Copy out all the records, word for word.

[Excerpts from point annotation data]
↓

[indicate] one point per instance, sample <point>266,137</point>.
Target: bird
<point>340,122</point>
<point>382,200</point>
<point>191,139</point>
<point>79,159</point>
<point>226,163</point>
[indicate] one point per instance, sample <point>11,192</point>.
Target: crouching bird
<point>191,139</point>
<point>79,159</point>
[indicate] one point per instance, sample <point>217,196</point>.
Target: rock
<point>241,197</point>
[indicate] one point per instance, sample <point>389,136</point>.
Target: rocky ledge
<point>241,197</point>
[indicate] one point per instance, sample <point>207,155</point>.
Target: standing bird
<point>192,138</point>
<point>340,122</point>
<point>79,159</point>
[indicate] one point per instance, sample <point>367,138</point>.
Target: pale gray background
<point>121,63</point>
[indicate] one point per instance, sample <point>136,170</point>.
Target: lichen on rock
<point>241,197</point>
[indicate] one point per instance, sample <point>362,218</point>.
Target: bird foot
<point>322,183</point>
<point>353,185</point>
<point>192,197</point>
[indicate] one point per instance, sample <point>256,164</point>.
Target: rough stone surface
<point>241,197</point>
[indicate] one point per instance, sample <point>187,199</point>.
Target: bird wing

↑

WRITTEN SOLUTION
[indicate] one point per instance, sample <point>266,137</point>.
Target: bird
<point>340,122</point>
<point>382,200</point>
<point>191,139</point>
<point>79,159</point>
<point>226,163</point>
[indicate] one point per instance, sample <point>11,192</point>.
Target: crouching bird
<point>191,139</point>
<point>79,159</point>
[indicate] one point per instance, sample <point>217,196</point>.
Target: rock
<point>241,197</point>
[indicate] one point per instance, sample <point>389,136</point>.
Target: rocky ledge
<point>241,197</point>
[indicate] one point per instance, sample <point>207,155</point>.
Target: standing bird
<point>192,138</point>
<point>340,122</point>
<point>79,159</point>
[indicate] one point per instance, sample <point>367,138</point>.
Target: pale gray background
<point>121,63</point>
[indicate] one point per instance, sample <point>136,170</point>.
Target: lichen on rock
<point>241,197</point>
[indicate] one point per instance, sample <point>362,218</point>.
Target: bird foot
<point>322,183</point>
<point>353,185</point>
<point>192,197</point>
[indicate] one point per instance, sample <point>256,164</point>.
Target: rough stone surface
<point>241,197</point>
[indicate] one point per instance, sample <point>187,199</point>.
Target: bird wing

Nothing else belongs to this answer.